» Exercise passage:
[Start of Attachment]
In 2019, Sasha Scott won the senior category of the BBC Young Composer of the Year, with an electroacoustic work titled Humans May Not Apply. The following year she composed a new work for the BBC Concert Orchestra, Nerve, though due to the pandemic its performance was delayed until August 2021.
Though short, the piece is impressive both for how it projects a coherent internal logic and in the way Scott teases the prospect of enormous pent-up power lurking beneath the surface. That sense of power is magnified due to the way it’s kept largely at bay; indeed, not only does Nerve begin with no hint of that, but even what is happening – a faint drone with light piano noodling, coloured by wavering little string notes – all seems to be taking place in the distance, making its intricacy feel all the more intriguing. The first signs of energy appear via a low string gesture, though they, and everyone else who joins in, start to sag. More energy gets thrown into the mix and everything begins to roil and move, and despite the fact that Scott keeps all this activity quite vague, its weight feels almost intimidating.
[End of Attachment]
» Exercise objective:
Pick up the passage on Sasha Scott's Nerve right after its final sentence and write the next part. The data that comes next is from a different source and has no connection to the passage on Sasha Scott's Nerve.

Image point grounding data:
[Start of Attachment]
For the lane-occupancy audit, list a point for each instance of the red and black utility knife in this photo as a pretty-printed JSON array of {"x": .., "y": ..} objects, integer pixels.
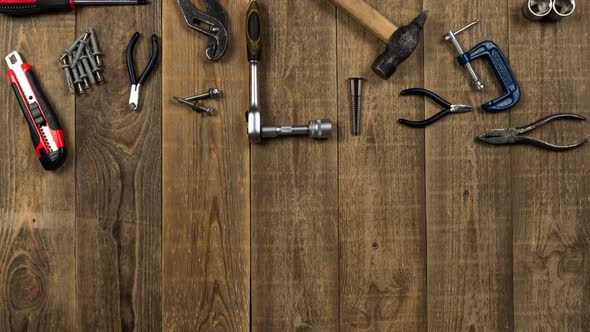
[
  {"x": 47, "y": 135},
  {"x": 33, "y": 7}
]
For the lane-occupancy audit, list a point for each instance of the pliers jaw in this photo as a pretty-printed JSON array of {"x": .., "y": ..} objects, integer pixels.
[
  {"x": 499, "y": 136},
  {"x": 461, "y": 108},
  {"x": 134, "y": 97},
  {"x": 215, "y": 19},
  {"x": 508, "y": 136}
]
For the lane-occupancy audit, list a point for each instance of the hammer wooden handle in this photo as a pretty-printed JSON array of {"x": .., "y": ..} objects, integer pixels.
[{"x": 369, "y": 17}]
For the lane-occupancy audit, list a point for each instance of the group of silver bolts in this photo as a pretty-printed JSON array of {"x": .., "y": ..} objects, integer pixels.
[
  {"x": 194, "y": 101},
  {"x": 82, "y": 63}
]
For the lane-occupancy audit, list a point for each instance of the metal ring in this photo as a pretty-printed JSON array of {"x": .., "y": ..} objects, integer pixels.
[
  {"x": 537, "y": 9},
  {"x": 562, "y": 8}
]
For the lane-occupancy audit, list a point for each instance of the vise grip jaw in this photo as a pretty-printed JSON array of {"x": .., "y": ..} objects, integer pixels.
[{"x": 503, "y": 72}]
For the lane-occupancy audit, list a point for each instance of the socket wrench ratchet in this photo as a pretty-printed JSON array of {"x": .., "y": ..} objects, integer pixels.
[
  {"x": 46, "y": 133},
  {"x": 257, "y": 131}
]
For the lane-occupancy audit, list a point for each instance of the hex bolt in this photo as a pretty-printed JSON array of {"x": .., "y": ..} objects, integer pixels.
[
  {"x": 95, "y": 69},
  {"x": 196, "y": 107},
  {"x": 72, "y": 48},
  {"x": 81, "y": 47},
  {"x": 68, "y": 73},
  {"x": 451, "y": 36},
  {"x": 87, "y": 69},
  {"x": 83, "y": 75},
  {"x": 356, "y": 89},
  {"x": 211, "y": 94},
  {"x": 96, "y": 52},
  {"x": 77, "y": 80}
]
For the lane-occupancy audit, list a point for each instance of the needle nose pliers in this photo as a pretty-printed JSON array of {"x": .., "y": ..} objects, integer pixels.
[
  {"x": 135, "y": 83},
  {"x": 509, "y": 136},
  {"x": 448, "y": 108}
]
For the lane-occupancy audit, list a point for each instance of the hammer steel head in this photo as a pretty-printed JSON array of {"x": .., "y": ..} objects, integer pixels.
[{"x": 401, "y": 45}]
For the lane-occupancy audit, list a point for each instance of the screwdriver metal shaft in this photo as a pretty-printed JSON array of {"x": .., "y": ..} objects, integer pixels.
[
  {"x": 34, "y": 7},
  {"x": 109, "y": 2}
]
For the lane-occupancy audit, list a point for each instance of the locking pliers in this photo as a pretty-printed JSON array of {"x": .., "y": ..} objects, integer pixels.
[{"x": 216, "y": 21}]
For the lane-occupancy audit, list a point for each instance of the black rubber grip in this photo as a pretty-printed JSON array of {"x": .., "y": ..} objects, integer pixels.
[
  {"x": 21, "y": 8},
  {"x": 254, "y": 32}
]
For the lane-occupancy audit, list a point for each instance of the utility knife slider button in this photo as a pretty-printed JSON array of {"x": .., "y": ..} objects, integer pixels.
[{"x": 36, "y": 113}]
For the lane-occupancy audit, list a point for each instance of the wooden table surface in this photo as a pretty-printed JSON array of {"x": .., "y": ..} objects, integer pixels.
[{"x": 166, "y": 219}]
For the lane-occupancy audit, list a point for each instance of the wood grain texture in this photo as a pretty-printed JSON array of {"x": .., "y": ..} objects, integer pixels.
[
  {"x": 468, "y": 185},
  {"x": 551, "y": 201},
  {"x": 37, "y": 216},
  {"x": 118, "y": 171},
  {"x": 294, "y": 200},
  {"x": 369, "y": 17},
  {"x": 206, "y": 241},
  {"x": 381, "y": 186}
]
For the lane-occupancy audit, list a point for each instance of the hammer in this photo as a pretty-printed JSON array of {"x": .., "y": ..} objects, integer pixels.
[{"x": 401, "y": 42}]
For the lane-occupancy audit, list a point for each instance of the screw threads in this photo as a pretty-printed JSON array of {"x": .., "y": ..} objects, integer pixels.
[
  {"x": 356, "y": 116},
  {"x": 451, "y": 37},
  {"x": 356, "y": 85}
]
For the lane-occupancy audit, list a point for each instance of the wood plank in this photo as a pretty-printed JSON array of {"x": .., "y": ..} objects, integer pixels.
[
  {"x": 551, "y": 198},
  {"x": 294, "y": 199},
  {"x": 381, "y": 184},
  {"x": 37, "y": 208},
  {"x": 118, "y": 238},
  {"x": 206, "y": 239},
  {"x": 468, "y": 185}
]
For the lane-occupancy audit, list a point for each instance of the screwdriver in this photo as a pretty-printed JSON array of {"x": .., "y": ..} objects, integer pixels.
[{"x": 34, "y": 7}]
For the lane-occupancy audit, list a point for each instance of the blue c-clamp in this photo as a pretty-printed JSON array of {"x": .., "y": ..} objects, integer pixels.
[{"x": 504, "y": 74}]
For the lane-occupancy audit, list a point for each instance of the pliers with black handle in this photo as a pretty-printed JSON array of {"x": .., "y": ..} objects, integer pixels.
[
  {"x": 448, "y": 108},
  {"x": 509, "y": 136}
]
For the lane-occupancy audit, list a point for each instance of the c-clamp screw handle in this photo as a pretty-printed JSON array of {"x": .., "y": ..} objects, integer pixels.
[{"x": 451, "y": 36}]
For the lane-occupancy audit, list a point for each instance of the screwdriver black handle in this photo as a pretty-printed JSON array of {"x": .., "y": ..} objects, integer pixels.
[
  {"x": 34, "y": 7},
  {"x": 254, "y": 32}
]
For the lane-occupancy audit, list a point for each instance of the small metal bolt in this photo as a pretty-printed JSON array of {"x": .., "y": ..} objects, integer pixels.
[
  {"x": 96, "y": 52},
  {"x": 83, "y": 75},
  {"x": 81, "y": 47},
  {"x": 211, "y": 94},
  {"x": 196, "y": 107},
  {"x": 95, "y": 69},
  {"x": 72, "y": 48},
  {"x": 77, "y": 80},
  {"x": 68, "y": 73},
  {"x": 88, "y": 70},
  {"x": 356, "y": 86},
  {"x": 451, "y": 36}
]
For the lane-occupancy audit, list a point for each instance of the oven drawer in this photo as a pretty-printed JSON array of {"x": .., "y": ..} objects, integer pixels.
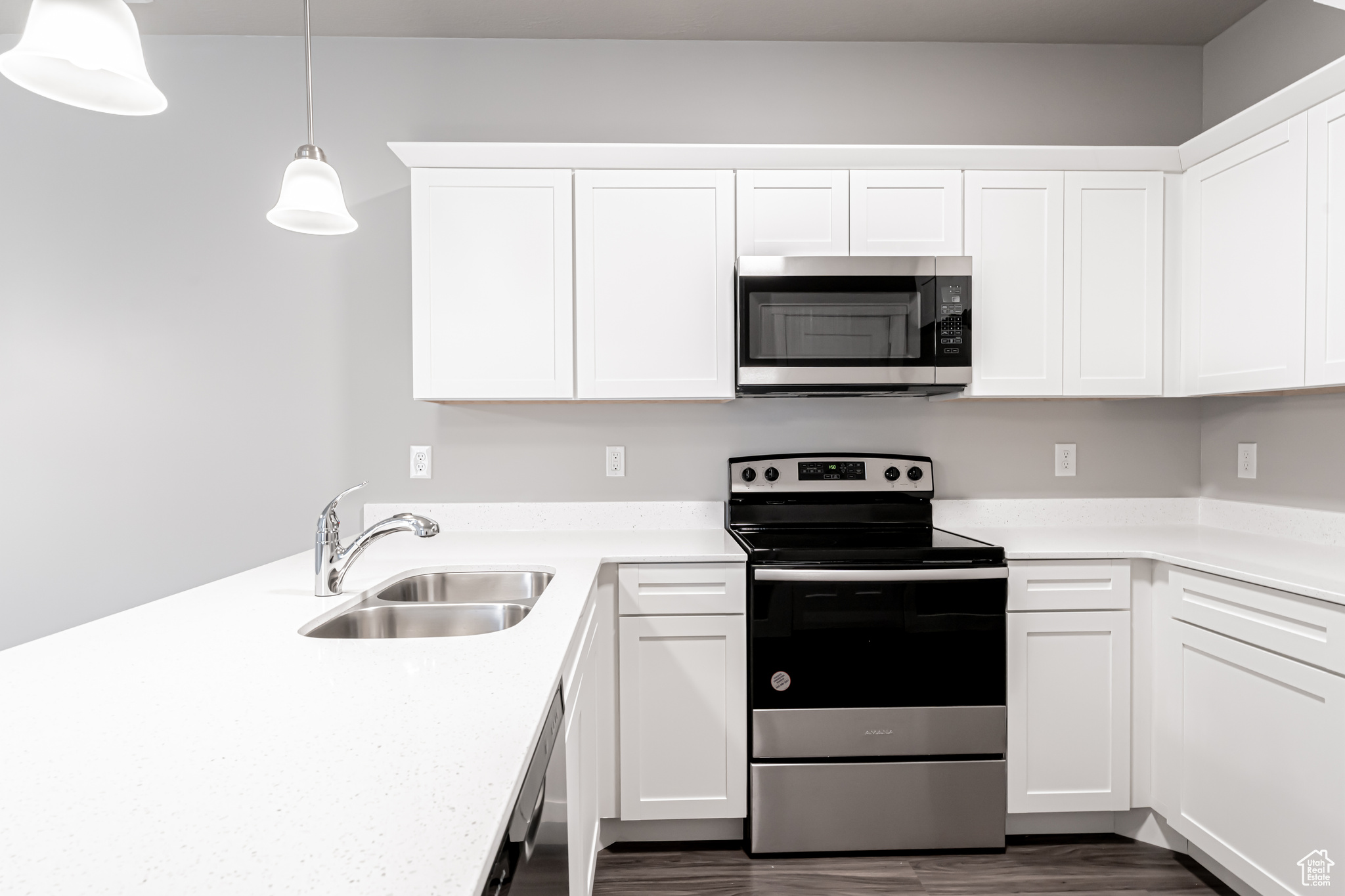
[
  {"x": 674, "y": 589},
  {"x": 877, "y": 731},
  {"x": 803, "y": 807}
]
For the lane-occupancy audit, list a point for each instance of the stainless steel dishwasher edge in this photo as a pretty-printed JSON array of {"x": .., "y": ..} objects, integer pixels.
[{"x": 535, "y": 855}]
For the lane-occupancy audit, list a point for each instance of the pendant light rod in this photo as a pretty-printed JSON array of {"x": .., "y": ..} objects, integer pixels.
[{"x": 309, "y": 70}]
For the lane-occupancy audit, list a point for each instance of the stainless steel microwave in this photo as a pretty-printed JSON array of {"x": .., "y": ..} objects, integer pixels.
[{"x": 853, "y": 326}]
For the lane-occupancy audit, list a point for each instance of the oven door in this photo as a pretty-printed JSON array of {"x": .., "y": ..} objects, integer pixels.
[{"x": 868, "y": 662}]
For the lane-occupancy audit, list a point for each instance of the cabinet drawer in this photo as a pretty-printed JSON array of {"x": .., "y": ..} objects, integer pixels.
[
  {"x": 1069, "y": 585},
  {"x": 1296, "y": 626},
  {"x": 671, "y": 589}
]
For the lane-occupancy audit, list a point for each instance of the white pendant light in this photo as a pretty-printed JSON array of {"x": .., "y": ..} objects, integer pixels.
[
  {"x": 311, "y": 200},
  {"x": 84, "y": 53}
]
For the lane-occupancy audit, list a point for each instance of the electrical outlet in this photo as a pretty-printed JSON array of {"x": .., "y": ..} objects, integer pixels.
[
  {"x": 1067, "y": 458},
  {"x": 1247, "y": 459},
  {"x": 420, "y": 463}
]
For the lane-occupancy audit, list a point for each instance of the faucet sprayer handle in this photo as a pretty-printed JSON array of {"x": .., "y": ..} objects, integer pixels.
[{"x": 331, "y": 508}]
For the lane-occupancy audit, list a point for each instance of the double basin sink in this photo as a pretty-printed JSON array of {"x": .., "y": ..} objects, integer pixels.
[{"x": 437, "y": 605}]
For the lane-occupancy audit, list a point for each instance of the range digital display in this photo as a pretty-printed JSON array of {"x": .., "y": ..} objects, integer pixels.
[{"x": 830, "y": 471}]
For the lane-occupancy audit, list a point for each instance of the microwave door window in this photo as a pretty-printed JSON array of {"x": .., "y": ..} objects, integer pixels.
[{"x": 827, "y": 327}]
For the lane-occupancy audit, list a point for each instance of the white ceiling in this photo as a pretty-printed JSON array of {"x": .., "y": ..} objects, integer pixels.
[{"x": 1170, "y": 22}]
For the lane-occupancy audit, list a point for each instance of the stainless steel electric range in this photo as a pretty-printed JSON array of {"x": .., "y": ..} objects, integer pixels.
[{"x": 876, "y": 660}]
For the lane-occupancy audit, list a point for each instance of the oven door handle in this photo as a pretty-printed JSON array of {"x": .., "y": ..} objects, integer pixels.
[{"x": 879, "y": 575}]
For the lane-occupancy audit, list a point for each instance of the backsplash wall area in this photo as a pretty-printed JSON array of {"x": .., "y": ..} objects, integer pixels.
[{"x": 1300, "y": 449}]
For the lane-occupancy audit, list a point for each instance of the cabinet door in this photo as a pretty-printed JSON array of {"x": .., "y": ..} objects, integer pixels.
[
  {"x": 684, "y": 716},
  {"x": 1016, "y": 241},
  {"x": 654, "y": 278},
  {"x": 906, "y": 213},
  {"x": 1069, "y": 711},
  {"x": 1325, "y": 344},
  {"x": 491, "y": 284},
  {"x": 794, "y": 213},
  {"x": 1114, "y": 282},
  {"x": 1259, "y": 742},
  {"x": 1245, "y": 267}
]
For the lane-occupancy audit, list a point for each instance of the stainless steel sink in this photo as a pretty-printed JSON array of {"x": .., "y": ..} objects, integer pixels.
[End of Attachment]
» Response area:
As it goes on the music increasingly falls back to a kind of default behavioural position involving rapid repeated notes in the winds and brass alongside slow violin movement. This is what follows both that first burst of energy, as well as the one that comes next, seemingly triggered by a chord progression in the strings serving as a catalyst for a general wake-up throughout the orchestra. All the muscular weight is instantly present again, tremulous and powerful, threatening to really let rip at any moment. It doesn’t, and having moved through that default position again, the texture afterwards, while cohesive, feels like different layers pushing and pulling against each other in a way that suggests, far from being an equilibrium, the music is still extremely volatile. The proof comes when the music ruptures open, though this time the energy dissipates, falling back to an echo of the soft violin while the soft repetitions gradually die out.
The world première of Nerve was given by the BBC Concert Orchestra conducted by Hugh Brunt.